─── Stored data

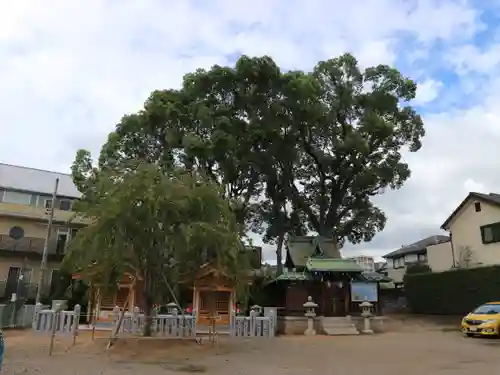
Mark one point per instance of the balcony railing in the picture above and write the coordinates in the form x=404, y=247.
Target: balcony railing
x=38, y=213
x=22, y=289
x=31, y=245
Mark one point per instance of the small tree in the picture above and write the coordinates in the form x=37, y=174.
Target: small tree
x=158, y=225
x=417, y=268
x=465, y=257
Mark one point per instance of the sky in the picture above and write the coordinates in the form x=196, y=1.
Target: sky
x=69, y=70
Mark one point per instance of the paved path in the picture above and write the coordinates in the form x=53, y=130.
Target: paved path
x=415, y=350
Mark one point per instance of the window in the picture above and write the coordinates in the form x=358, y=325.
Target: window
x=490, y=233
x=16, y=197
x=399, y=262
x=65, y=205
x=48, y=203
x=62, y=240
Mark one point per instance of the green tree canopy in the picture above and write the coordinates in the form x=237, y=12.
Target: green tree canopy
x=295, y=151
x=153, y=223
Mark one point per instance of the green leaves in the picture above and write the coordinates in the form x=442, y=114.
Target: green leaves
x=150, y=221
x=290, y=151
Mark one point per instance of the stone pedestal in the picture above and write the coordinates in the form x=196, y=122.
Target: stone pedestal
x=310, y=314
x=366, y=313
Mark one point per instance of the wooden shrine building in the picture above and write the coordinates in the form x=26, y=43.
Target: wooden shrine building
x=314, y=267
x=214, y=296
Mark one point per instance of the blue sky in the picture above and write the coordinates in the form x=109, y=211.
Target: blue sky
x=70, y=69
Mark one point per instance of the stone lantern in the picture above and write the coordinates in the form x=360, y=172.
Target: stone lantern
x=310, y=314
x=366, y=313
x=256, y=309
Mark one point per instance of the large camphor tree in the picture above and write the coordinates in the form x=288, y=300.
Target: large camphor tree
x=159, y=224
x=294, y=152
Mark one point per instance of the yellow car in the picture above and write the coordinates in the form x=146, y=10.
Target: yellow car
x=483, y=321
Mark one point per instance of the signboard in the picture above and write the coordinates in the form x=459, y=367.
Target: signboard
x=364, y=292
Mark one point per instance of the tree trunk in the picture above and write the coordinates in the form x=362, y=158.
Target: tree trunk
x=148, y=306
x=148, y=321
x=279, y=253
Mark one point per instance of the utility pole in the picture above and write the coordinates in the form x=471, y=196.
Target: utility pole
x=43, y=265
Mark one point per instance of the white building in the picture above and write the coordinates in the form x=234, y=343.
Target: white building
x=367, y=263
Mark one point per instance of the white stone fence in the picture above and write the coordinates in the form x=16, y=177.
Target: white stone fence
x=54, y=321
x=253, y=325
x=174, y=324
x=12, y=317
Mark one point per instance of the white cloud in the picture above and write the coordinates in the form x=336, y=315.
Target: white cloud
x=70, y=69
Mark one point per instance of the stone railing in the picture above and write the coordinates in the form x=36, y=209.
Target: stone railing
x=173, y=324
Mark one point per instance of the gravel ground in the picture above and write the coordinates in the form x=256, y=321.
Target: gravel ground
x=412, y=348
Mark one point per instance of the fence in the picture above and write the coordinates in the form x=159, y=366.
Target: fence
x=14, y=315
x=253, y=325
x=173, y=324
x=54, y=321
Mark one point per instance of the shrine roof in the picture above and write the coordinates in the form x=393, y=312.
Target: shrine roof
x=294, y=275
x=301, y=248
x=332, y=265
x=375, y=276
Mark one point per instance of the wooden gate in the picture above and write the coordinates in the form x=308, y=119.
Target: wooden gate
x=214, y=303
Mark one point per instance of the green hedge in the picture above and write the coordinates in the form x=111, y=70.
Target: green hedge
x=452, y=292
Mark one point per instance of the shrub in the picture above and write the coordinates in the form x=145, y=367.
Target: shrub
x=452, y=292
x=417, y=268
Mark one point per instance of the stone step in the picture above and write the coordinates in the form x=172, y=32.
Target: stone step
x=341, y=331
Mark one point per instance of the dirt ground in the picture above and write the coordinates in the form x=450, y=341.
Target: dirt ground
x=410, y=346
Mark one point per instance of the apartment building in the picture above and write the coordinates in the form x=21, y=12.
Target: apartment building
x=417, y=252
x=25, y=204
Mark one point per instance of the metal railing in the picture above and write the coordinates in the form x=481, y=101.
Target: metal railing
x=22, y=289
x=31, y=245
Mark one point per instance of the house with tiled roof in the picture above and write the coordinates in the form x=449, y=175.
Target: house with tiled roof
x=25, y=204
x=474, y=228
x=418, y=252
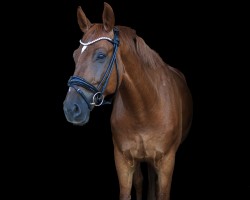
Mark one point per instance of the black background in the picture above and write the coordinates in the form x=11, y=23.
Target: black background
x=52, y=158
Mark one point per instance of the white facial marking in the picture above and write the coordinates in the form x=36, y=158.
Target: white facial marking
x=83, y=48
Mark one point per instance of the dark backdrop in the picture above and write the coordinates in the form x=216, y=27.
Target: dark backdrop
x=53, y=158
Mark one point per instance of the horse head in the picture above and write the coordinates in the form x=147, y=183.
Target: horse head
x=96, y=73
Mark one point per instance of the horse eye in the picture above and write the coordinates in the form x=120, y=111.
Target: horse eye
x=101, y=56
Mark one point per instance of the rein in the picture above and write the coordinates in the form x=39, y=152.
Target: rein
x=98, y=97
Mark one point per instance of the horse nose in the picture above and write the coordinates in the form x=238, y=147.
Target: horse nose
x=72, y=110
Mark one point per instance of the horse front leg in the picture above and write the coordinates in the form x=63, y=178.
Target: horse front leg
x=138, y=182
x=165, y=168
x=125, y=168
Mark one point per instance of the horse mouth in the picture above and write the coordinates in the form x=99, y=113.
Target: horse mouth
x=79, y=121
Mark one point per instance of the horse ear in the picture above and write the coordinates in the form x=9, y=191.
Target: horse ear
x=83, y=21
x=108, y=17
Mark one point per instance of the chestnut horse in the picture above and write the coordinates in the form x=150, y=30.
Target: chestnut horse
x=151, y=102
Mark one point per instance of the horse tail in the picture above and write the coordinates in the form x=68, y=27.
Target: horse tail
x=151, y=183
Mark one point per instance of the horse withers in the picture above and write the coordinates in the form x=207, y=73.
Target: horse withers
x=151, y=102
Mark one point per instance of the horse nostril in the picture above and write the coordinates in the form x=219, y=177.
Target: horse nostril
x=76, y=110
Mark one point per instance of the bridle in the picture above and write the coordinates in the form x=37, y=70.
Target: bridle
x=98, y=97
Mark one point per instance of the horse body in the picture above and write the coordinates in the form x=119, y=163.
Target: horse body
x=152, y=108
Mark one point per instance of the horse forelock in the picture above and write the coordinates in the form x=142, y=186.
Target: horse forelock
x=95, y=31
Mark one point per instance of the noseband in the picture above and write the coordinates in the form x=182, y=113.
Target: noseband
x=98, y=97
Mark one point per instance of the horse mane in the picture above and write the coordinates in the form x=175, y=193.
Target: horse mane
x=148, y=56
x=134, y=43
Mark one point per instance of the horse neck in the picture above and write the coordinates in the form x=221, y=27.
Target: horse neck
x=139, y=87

──────
─── Stored data

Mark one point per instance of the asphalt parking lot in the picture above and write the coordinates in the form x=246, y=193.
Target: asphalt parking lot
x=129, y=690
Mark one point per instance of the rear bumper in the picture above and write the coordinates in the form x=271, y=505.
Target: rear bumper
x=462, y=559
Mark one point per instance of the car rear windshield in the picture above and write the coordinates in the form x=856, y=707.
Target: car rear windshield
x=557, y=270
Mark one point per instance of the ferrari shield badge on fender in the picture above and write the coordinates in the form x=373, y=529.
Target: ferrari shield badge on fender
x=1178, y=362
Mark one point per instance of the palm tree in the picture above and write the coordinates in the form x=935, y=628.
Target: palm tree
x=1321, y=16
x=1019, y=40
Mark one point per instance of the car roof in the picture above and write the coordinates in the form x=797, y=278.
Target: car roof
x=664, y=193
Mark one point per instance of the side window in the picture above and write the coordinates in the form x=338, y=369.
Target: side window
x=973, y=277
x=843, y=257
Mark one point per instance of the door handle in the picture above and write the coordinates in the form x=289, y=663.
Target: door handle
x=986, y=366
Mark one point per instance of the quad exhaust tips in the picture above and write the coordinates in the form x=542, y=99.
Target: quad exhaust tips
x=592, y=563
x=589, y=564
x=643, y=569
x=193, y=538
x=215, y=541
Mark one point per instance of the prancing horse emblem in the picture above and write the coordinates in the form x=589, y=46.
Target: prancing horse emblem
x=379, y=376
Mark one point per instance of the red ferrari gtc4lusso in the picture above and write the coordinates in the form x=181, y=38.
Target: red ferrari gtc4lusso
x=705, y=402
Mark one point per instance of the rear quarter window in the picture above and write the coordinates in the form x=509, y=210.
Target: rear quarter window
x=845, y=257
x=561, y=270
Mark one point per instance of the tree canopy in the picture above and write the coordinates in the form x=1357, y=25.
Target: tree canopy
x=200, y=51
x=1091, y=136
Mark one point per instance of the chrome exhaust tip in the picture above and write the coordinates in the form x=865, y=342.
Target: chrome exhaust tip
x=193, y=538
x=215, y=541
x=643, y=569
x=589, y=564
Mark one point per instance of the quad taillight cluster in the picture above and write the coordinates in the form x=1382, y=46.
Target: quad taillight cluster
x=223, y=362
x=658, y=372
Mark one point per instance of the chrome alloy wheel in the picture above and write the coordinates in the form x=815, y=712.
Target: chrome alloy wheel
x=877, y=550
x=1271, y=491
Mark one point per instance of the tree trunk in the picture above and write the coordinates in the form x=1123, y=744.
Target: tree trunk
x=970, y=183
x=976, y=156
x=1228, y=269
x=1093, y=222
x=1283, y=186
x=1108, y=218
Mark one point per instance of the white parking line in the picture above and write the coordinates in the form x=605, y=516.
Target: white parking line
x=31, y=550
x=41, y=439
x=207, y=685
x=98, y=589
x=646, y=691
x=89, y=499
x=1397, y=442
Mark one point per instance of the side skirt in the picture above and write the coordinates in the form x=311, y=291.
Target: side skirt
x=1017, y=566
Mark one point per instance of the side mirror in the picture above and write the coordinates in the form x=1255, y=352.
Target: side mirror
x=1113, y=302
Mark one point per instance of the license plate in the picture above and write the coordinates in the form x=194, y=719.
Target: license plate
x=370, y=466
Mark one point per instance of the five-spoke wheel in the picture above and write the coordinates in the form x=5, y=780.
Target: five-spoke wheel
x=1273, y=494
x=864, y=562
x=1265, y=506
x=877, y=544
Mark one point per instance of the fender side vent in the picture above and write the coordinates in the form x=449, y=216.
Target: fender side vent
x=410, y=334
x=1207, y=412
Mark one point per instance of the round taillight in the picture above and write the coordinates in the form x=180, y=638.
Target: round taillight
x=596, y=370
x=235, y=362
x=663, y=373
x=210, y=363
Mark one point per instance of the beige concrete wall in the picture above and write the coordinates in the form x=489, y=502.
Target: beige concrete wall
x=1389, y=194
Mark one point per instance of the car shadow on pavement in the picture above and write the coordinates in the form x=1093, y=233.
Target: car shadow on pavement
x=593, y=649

──────
─── Stored data

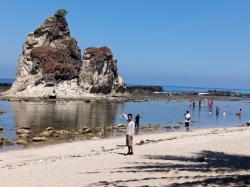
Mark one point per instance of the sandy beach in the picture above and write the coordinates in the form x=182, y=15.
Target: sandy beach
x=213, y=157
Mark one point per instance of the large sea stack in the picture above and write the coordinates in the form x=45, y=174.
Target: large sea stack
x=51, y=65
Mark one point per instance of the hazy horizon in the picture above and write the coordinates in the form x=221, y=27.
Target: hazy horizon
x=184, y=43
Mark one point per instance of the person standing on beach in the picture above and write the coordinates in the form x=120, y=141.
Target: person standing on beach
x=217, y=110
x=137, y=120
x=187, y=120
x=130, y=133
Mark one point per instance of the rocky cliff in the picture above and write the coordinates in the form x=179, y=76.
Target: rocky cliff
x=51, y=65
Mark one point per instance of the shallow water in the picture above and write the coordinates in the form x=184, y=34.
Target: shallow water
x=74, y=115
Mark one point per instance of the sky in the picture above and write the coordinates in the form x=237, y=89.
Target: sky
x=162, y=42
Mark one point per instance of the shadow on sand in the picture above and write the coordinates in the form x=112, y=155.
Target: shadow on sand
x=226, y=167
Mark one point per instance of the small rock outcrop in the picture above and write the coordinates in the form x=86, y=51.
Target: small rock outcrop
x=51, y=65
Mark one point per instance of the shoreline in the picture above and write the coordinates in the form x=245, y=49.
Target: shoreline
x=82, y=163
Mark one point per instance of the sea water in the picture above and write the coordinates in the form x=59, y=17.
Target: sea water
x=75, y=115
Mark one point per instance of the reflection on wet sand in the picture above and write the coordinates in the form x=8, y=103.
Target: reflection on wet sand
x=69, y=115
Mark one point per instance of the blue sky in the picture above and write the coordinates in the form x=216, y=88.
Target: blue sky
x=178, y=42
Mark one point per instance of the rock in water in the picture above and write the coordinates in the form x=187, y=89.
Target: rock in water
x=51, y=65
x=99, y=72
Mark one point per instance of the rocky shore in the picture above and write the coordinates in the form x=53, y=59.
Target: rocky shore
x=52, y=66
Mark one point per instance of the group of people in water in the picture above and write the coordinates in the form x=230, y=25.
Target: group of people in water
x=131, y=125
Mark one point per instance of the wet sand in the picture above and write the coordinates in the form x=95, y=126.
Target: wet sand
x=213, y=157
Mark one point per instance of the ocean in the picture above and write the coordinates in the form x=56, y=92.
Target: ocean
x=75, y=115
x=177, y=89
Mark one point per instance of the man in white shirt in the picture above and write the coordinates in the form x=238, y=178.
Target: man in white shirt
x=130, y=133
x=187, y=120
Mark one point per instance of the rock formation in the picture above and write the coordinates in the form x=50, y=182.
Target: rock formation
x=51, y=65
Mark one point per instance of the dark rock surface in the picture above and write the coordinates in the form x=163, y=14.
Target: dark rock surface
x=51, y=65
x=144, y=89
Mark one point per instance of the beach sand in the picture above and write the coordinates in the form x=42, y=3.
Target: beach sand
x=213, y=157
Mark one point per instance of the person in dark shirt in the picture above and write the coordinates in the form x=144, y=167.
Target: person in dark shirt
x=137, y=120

──────

What needs to be done:
Working from the records above, write out verbatim only the lines from the line containing "Mark one point per instance of the balcony" through the line containing "Mark one point per instance of the small tree".

Response for this exercise:
Mark one point per instance of the balcony railing in the picture above and write the coordinates in the form x=404, y=247.
Target: balcony railing
x=38, y=213
x=22, y=289
x=31, y=245
Mark one point per instance of the small tree in the picture above and write the coordinates in the form x=37, y=174.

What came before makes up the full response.